■ OBJECTIVES ■
1 > Summarize the tile forum thread below in two sentences.
2 > Does the tile forum thread below support each of these statements? (a) NK Flooring once paid roughly 20 dollars a tile to have tiles matched. (b) NJ Brickie believes the material could be Z-Brick. (c) Tech Dawg contacted the company by email. Answer yes or no for each, quoting the words that decide it.
3 > Carry on the tile forum thread below, picking up right after its final line.

■ GIVEN TEXT ■
┌──
I was there today to remove a very nice shower door that I installed to make it accessable for now and installed a few grab bars for him :sad:


----------



## griz (Nov 26, 2009)

Check here:

http://www.brick-floor-tile.com/index.html

I've been looking for the same thing for repair/remodel in a friends kitchen.


----------



## Tech Dawg (Dec 13, 2010)

I called and left them a message. Hopefully they got what I need :thumbup:


----------



## NJ Brickie (Jan 31, 2009)

It is definitely not Z-Brick.


----------



## astor (Dec 19, 2008)

You may find it at Elgin Butler-McIntyre Tile, but it may be overpriced...glazed tiles


----------



## NK Flooring (Aug 21, 2008)

I know there are some small ceramic shops in Cali and on the East coast that will match and make you new tiles. Warning - this is not cheap I had to have this done about 10yrs ago for some old 3" WWII era tiles - about 20 bucks per tile. I will try to locate the info and post it for you or google some search info.


----------



## charimon (Nov 24, 2008)

you said you had 1200 sf of it. a couple questions.
└──
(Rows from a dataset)
┌──
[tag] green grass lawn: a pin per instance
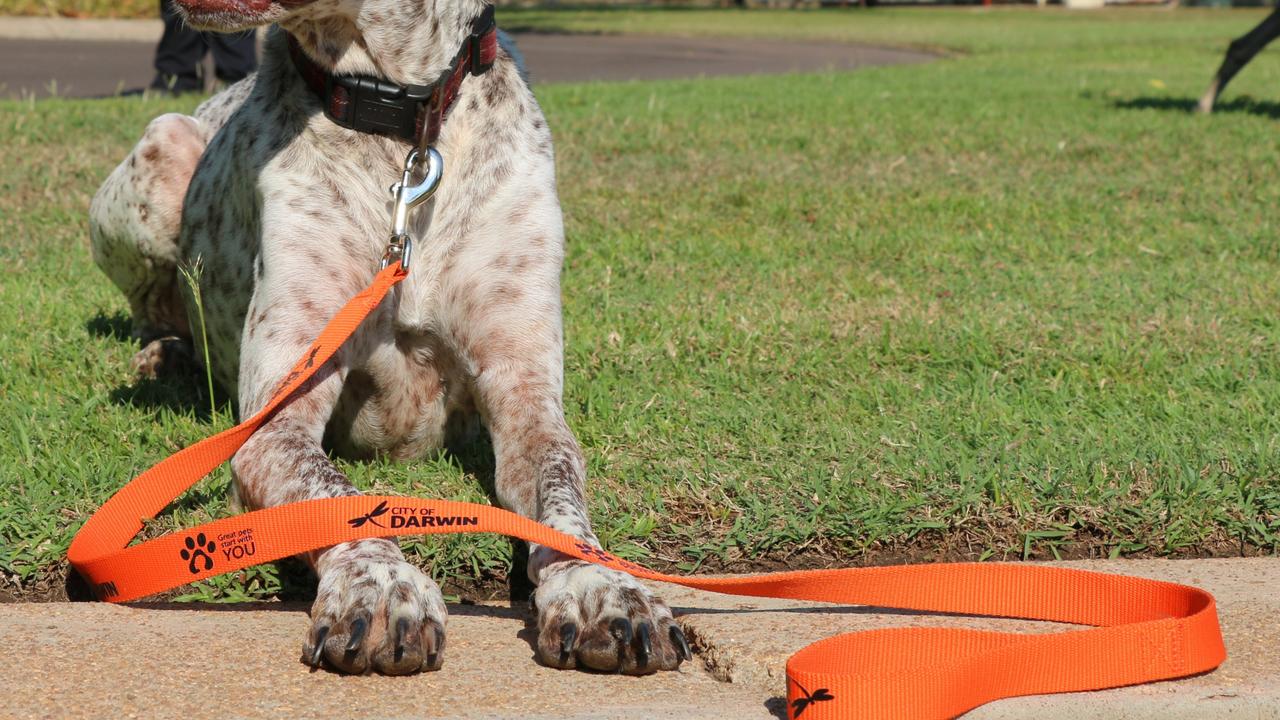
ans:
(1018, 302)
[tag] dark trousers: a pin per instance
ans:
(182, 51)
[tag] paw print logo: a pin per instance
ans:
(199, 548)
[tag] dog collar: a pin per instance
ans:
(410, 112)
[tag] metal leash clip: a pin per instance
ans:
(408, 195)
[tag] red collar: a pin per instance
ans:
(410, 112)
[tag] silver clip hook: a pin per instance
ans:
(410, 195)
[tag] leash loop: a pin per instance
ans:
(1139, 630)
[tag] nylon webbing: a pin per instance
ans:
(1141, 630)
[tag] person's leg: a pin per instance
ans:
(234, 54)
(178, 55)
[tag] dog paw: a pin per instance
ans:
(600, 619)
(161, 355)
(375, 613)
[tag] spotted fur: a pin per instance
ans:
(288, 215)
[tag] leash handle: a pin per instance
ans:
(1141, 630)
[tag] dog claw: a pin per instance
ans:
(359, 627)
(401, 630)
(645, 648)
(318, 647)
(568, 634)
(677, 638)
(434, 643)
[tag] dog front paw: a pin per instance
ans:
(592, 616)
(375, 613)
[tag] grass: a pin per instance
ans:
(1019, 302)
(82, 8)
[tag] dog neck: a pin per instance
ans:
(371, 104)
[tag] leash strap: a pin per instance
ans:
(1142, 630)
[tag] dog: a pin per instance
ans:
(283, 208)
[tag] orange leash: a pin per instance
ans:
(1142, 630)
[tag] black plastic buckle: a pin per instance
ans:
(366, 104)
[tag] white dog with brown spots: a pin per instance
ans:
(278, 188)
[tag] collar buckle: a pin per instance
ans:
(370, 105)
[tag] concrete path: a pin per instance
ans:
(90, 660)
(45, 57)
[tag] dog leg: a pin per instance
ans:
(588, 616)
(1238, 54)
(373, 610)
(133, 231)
└──
┌──
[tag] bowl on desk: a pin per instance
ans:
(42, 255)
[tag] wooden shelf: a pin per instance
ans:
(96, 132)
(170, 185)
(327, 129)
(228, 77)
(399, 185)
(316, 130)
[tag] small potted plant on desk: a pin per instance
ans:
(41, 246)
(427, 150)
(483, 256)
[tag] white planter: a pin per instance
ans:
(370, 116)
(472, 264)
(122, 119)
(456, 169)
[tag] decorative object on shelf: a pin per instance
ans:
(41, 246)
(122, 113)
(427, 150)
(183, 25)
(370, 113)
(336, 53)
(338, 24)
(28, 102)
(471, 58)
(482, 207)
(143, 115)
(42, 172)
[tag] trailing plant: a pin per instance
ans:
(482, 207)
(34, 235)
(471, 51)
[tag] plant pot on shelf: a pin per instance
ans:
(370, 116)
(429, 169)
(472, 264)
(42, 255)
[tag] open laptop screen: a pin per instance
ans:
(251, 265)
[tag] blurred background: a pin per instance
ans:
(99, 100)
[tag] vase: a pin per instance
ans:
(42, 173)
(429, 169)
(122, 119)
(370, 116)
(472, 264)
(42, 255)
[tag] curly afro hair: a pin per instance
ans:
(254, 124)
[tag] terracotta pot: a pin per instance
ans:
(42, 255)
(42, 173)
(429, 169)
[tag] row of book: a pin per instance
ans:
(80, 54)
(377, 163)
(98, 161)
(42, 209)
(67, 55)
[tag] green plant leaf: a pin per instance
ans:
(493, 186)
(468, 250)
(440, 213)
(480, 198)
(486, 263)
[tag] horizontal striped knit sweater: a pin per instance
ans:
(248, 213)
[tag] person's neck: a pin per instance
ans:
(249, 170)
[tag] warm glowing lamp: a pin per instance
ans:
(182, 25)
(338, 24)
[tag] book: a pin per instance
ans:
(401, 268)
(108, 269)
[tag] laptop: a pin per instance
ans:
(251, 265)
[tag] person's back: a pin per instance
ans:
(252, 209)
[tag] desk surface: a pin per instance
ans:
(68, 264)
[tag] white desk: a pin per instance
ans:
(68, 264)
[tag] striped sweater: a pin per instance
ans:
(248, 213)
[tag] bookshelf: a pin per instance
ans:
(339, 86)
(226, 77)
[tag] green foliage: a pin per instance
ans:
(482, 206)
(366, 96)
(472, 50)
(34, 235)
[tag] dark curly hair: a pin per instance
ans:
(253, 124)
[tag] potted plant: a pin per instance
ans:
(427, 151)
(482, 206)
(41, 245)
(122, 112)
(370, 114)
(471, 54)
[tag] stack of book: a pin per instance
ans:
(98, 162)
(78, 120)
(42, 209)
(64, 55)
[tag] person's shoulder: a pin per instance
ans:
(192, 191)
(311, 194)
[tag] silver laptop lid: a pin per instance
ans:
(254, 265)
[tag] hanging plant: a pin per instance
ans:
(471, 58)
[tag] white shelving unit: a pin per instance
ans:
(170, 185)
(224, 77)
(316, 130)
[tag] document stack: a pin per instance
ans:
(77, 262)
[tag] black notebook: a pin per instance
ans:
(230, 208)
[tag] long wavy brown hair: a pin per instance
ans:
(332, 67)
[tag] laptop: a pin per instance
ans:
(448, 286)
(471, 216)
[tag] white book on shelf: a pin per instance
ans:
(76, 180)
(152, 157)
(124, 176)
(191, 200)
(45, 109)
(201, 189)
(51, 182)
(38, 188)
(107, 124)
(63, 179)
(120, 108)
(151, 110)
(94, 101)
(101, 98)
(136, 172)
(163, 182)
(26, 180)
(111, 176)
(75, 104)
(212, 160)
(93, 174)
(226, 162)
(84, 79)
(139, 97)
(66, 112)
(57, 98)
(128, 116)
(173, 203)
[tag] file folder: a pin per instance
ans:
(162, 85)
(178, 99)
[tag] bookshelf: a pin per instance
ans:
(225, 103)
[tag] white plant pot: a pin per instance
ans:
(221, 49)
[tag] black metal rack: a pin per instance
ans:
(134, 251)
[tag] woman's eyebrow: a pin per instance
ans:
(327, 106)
└──
■ EXPECTED OUTPUTS ■
1 > Posters suggest places to find matching tile, such as a brick-floor-tile website and Elgin Butler-McIntyre Tile, which may be overpriced. One notes that small ceramic shops in Cali and on the East coast will match and make new tiles but at about 20 bucks per tile, and another says the material is definitely not Z-Brick.

2 >
(a) Yes: "about 20 bucks per tile"
(b) No: "It is definitely not Z-Brick."
(c) No: "I called and left them a message."

3 >
1. once you cut out the grout how easy do they pop. 
2. if they pop pretty easy, is there a closet or small room that you could pull from and then put some carpet in to cover it. (you could even put some New Brick tile if they don't match the old well enough to put in the old field)


----------



## WilsonRMDL (Sep 4, 2007)

Www.ambrico.com. My buddy Troy works there, they supply mostly brick veneer but that looks to be pretty close to your brick-tile pictured.


----------



## Tech Dawg (Dec 13, 2010)

charimon said:


> you said you had 1200 sf of it. a couple questions.
> 1. once you cut out the grout how easy do they pop.
> 2. if they pop pretty easy, is there a closet or small room that you could pull from and then put some carpet in to cover it. (you could even put some New Brick tile if they don't match the old well enough to put in the old field)


No closets 
The tile starts at the garage door entry and goes 25 feet to the kitchen and dining room...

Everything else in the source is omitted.